Excerpts from a dataset on pointing at objects
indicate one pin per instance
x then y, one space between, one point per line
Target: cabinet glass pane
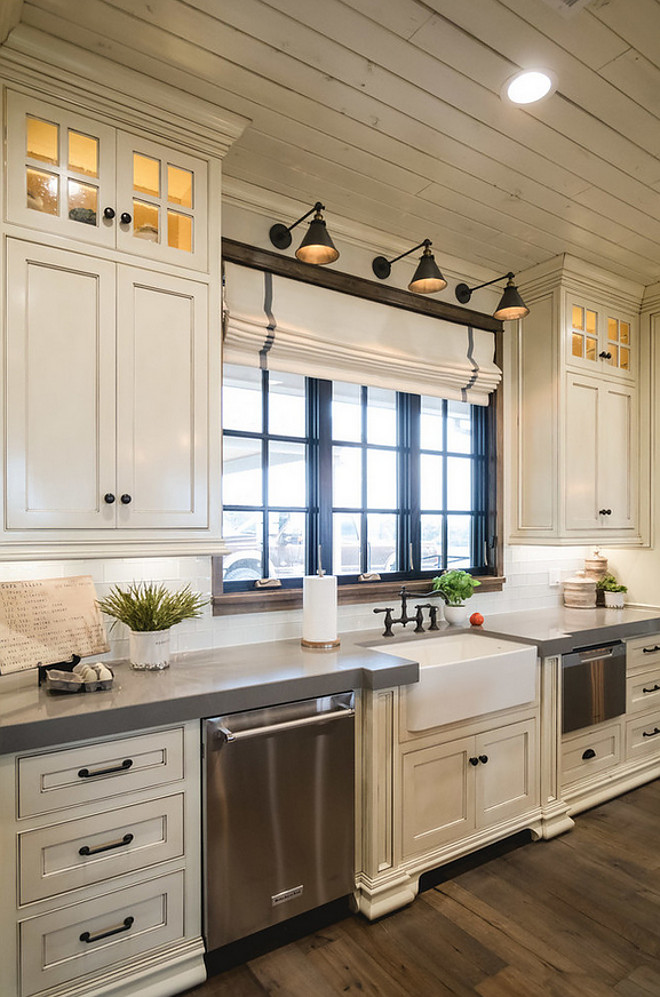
346 477
241 398
241 472
346 412
242 532
458 541
179 186
83 204
381 479
346 543
179 231
431 469
381 542
431 542
146 175
286 404
42 141
286 474
145 221
286 544
83 154
43 191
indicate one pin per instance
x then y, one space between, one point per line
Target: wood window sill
260 601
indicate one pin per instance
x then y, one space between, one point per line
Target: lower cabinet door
506 777
437 799
71 942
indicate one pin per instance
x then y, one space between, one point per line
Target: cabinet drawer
74 776
643 652
643 691
643 736
113 843
604 742
121 925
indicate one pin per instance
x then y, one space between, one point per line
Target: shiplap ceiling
390 112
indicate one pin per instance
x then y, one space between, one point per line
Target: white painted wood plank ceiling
389 111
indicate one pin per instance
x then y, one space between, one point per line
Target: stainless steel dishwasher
279 822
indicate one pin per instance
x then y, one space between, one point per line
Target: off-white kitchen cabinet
580 430
106 392
70 175
111 251
101 860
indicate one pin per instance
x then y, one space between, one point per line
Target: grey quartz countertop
227 680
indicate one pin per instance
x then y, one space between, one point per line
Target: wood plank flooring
578 916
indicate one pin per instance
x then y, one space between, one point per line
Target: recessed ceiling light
529 86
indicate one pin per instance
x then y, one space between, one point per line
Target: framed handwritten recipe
48 620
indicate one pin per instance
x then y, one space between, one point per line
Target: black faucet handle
387 632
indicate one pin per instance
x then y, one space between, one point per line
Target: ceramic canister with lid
580 591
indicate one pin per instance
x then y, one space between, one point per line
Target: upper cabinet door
60 389
162 203
60 171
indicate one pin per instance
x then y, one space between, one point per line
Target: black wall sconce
427 278
511 305
316 247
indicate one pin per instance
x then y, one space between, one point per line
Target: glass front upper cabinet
87 181
599 339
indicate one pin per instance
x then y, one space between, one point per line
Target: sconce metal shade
511 305
317 246
427 278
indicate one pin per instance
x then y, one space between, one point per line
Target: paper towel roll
320 611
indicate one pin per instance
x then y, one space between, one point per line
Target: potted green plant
612 590
149 611
455 587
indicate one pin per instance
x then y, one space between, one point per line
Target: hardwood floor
578 916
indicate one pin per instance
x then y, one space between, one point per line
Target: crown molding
71 75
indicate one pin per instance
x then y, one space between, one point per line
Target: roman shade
281 324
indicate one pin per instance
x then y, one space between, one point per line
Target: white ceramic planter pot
456 614
149 649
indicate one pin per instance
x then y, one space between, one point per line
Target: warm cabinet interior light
316 247
528 86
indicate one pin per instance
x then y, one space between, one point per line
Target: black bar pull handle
95 849
127 923
91 774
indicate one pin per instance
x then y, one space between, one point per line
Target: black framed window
370 480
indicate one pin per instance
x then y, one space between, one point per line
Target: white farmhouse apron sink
465 675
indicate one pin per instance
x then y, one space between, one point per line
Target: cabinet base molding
164 972
611 784
376 897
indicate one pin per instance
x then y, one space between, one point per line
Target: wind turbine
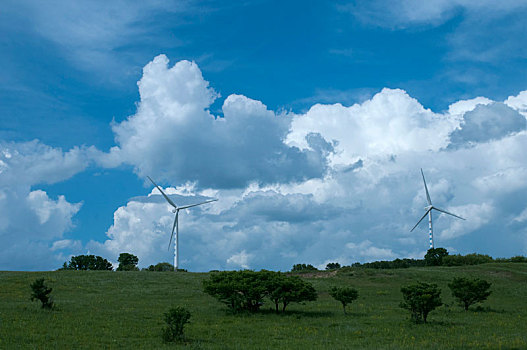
175 227
429 213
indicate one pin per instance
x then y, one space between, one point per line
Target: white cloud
476 216
518 103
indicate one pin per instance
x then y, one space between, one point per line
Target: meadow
115 310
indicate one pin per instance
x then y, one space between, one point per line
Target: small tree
303 267
332 266
163 267
420 299
284 290
468 292
176 318
127 262
434 256
344 294
39 291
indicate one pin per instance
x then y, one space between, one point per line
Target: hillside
125 310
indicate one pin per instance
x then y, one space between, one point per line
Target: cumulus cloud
488 122
333 184
30 221
173 136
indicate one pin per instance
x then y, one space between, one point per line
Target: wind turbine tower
175 227
428 211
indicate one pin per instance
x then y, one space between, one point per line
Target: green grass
115 310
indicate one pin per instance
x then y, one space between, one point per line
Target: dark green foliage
303 267
246 290
239 290
434 256
163 267
127 262
88 262
332 266
469 259
420 299
39 291
176 318
468 292
394 264
283 289
344 294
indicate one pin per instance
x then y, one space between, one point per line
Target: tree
434 256
420 299
88 262
176 318
41 292
303 267
127 262
284 290
239 290
332 266
468 292
344 294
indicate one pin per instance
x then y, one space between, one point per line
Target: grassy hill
115 310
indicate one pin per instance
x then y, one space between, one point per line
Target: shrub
127 262
176 318
303 268
332 266
518 258
282 289
41 292
161 267
469 259
468 292
246 290
87 262
434 256
420 299
239 290
344 294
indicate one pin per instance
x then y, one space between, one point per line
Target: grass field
115 310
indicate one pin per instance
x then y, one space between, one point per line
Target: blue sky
309 121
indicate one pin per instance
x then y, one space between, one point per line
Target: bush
332 266
239 290
163 267
420 299
468 292
246 290
303 268
127 262
282 289
434 256
41 292
469 259
518 258
344 294
87 262
393 264
176 318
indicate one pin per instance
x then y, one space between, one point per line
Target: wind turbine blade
173 227
426 189
446 212
193 205
418 222
163 193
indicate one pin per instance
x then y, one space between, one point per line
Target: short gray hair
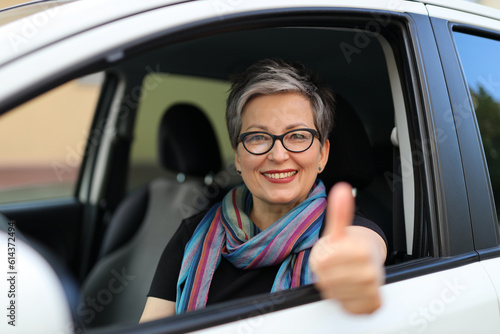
275 76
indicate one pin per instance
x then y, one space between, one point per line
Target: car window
479 57
42 142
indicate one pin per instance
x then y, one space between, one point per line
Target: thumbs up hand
348 260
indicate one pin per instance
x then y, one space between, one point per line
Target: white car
84 89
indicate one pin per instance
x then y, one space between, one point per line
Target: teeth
280 175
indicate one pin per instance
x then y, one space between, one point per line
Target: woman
261 237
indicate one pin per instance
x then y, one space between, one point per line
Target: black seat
144 222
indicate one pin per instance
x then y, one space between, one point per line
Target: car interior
170 156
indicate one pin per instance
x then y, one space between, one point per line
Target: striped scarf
226 230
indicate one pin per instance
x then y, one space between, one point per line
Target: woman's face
280 177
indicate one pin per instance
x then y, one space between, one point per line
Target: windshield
14 13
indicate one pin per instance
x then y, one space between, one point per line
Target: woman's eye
299 136
255 138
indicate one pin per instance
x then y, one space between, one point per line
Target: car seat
116 288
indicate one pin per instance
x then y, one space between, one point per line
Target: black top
228 281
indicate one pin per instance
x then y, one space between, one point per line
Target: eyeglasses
296 141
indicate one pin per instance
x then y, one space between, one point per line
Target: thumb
339 211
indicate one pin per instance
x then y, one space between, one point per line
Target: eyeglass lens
261 142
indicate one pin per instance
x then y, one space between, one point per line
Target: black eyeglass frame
280 137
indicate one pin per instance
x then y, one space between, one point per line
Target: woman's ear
236 159
324 154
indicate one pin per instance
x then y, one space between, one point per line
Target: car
112 131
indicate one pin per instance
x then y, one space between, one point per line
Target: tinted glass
480 60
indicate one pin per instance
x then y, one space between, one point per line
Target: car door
475 95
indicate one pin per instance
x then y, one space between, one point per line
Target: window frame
479 192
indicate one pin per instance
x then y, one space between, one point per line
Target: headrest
187 142
351 156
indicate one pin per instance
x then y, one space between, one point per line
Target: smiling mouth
278 176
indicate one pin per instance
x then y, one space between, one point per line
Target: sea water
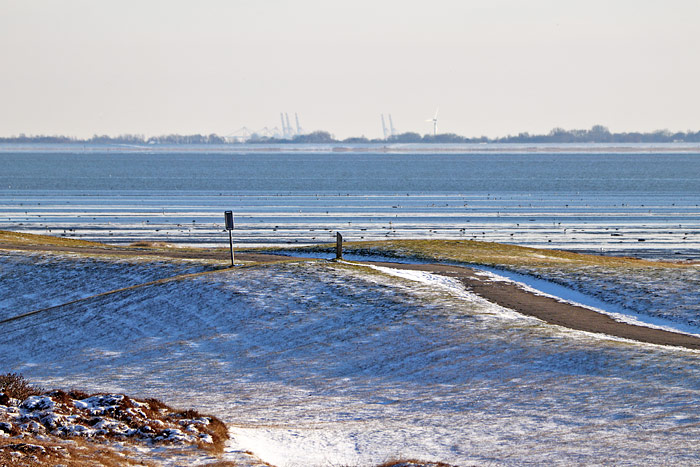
637 200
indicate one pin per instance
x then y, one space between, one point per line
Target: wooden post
338 246
230 242
228 217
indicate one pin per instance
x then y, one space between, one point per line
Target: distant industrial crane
285 131
434 120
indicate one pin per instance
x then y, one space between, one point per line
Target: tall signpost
228 215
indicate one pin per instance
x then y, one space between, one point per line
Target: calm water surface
639 202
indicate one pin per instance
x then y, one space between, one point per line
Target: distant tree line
597 134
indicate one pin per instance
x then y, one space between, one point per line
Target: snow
566 295
330 364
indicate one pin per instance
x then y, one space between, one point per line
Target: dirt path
505 294
509 295
174 253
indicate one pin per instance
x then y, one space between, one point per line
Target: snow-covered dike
333 364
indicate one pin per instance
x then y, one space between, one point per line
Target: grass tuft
15 386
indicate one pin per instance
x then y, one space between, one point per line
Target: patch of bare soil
550 310
74 428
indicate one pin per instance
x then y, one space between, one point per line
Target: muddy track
550 310
505 294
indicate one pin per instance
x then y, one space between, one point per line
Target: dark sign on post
338 246
229 220
228 216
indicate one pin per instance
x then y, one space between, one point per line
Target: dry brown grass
34 239
413 463
493 254
75 453
15 386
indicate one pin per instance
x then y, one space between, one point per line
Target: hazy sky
493 67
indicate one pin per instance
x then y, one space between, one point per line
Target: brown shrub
14 385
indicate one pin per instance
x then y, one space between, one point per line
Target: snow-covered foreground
331 364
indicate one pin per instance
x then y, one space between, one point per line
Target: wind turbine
434 120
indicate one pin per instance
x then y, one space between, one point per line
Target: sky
492 67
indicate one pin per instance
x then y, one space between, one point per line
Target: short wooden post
338 246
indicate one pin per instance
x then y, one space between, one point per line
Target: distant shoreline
364 148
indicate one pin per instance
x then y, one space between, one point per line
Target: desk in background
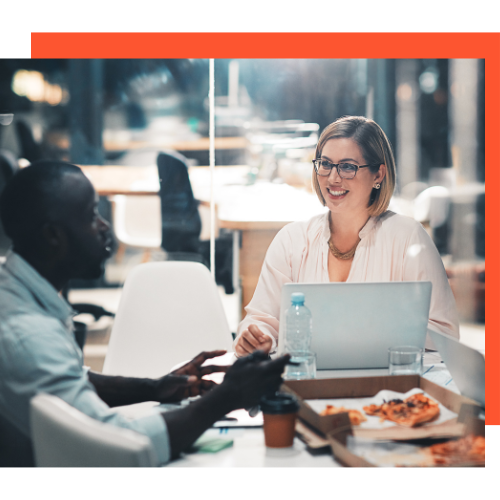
255 213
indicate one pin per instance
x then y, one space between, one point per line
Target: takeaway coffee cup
280 412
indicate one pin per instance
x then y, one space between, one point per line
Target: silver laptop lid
354 324
466 365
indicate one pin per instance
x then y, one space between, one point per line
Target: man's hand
187 380
252 377
245 383
251 340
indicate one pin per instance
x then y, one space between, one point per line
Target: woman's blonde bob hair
375 147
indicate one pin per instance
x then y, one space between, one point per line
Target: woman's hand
251 340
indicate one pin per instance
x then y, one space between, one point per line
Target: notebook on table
354 324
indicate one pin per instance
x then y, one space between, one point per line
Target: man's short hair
32 198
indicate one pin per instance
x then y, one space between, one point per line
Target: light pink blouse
392 248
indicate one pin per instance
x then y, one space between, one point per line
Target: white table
249 450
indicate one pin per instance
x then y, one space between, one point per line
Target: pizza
467 449
355 416
414 410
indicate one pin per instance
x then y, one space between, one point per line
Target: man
49 211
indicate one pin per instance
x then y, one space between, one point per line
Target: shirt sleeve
264 308
422 262
45 361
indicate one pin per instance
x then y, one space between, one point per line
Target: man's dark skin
75 244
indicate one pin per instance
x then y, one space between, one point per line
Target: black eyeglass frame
337 166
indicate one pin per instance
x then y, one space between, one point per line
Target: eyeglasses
345 170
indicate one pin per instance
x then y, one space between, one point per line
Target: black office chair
181 221
8 167
30 149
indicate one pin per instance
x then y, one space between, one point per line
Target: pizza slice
414 410
355 416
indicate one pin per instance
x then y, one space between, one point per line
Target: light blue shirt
38 353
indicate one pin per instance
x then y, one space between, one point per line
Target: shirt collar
43 292
365 230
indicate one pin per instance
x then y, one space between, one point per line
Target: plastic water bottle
298 335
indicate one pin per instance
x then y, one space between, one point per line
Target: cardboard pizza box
418 457
314 427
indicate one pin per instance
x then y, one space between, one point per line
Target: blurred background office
268 116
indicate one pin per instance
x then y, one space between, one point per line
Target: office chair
168 313
8 167
30 149
181 221
64 437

**Your goal**:
Find every line in the records above that contains the string "molding" and copy each one out. Treat uppercase and lowercase as different.

**Answer to the problem**:
Target: crown molding
Target: cabinet base molding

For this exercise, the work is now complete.